** Your objective **
Write the records out again, keeping each line exactly as it is.

** Excerpted records **
===============

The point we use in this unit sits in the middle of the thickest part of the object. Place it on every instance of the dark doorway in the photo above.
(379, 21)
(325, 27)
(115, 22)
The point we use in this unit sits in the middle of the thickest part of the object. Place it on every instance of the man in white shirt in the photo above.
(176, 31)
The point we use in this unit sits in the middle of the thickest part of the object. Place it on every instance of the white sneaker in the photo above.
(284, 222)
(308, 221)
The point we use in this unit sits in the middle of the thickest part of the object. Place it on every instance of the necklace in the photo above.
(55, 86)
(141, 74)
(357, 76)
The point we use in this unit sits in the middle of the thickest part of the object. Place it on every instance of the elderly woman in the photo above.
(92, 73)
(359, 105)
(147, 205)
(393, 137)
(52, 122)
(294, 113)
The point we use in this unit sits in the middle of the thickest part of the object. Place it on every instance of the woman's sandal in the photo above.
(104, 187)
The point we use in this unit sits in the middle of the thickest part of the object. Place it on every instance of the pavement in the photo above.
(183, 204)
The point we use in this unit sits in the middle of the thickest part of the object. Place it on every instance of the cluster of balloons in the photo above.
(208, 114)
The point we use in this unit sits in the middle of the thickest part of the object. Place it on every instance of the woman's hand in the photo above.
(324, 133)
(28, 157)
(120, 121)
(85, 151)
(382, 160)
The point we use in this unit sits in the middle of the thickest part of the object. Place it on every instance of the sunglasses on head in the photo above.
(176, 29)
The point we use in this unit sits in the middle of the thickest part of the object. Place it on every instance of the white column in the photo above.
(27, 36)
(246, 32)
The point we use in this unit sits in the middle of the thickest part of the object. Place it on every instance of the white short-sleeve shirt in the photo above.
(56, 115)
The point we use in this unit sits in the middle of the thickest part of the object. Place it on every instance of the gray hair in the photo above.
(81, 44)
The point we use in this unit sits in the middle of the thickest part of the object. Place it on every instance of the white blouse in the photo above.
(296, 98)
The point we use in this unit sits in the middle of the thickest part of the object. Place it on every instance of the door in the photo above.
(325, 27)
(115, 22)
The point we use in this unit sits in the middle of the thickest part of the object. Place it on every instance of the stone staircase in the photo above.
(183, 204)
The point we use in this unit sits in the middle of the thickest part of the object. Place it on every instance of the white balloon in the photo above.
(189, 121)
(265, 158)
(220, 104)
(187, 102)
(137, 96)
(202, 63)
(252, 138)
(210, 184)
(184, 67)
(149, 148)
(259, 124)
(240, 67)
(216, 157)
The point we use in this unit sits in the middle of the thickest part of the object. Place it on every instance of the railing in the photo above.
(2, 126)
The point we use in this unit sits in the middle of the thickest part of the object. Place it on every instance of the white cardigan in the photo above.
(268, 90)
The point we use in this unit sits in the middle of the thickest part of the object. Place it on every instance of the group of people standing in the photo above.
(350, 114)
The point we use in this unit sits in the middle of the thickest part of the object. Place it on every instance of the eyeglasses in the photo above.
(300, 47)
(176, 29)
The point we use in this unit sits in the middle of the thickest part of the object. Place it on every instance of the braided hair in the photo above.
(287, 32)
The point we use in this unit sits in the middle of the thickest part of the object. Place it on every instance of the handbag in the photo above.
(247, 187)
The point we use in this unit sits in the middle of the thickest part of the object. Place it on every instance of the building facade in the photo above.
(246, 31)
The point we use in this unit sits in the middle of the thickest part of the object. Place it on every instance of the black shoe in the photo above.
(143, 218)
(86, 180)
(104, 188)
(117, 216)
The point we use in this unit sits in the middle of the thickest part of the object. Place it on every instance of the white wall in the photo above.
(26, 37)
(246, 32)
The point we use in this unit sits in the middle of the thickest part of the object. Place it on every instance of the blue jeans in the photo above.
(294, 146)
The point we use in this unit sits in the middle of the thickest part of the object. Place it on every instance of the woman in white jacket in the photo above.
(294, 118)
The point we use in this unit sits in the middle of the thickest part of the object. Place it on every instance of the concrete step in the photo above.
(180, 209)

===============

** The completed task **
The point we use in this unit sits in the middle of the thickest part of the object. Place it on every instance of the dark doorway in the photo above.
(379, 21)
(325, 27)
(115, 22)
The point we use in this unit sits in the middle of the thickest part of the object. Place it on every instance of the man in white shirt in the photo above.
(176, 31)
The point we use in this unit sits in the middle of the thickest part of the object. Place it on every instance of the white sneaker in the photo above.
(284, 222)
(308, 221)
The point we use in this unit sits in the middle of the thickest part of the object. Place it on every instance of the necklace in the photo above.
(55, 86)
(141, 74)
(357, 76)
The point we use in this unit sits in the middle of the thickest part of the object. Place it on every instance of the elderly woman in the photo above.
(92, 73)
(359, 105)
(147, 205)
(393, 137)
(52, 122)
(294, 113)
The point we use in this unit sits in the middle of the thickest part of the object. Place it on every instance of the woman's sandal in the photo above.
(104, 187)
The point we use in this unit sits in the middle of the thickest part of the object. Place it on every instance of the pavement in the photo above.
(183, 204)
The point we use in this unit sits in the middle of the thickest part of the object. Place it on every instance of the cluster of balloons in the photo above.
(208, 114)
The point we use in this unit sits in the middle of the thickest part of the object. Place it on every instance of the woman's hand in the photo above.
(324, 133)
(28, 157)
(120, 121)
(85, 151)
(382, 160)
The point we use in this unit sits in the middle of the thickest part of the object. Place it on every instance of the sunglasses on head in the photo above.
(176, 29)
The point we use in this unit sits in the middle of the thickest part of the object. Place it on every instance of the white column in the photo above.
(27, 36)
(246, 32)
The point we use in this unit sits in the middle of the thickest part of the object. Place it on every instance of the white short-sleeve shirt in the photo above.
(56, 115)
The point we use in this unit sits in the middle of the thickest part of the object. Place it on every instance of the gray hair in the photo above.
(81, 44)
The point we use in this unit sits in the middle of the thickest part of the object. Place it on every instance of the white blouse in the photo above.
(296, 98)
The point we use in this unit sits in the middle of the thickest part of the object. Place it on every instance of the door in the photo above.
(325, 27)
(115, 22)
The point we use in this unit sits in the middle of the thickest part of the object. Place it on every instance of the stone staircase in the photo above.
(183, 204)
The point we use in this unit sits in the middle of the thickest part of the object. Place it on every instance of the white balloon in the photo above.
(189, 121)
(265, 158)
(220, 104)
(187, 102)
(137, 96)
(202, 63)
(252, 138)
(210, 184)
(184, 67)
(149, 148)
(259, 124)
(240, 67)
(216, 157)
The point we use in this unit sits in the middle of the thickest part of the object. Place it on every instance of the railing in the photo above.
(2, 126)
The point we use in this unit sits in the middle of the thickest part of the object. Place it on every instance of the white cardigan in the photo above.
(268, 90)
The point we use in this unit sits in the middle of the thickest part of the object. Place it on every instance of the group of people standing in the photo above.
(350, 114)
The point we use in this unit sits in the middle of the thickest part of the object. Place it on every instance of the eyeglasses in the photo above.
(300, 47)
(176, 29)
The point we use in this unit sits in the middle of the thickest part of the object. Place it on every instance of the braided hair in the photo above.
(287, 32)
The point we use in this unit sits in the middle of the thickest part of the object. Place it on every instance of the handbag in the photo above.
(247, 187)
The point we use in this unit sits in the middle of the thickest part of the object. Place it on every instance of the building facade in the photo above.
(246, 31)
The point we use in this unit sits in the middle of the thickest part of the object. Place it on every instance of the black shoe in the photo above.
(143, 218)
(86, 180)
(104, 188)
(117, 216)
The point we use in this unit sits in the middle of the thickest part of the object. Place it on every instance of the white wall in the photo above.
(26, 37)
(246, 32)
The point we use in this unit sits in the middle of the thickest part of the object. Place it on every instance of the blue jeans in the photo above.
(294, 146)
The point we use in this unit sits in the middle of the thickest part of the object. Place it on every instance of the woman in white jacket in the photo above.
(294, 118)
The point we use in this unit sits in the middle of the thickest part of the object. Place it on every instance of the concrete step in the photo above.
(180, 209)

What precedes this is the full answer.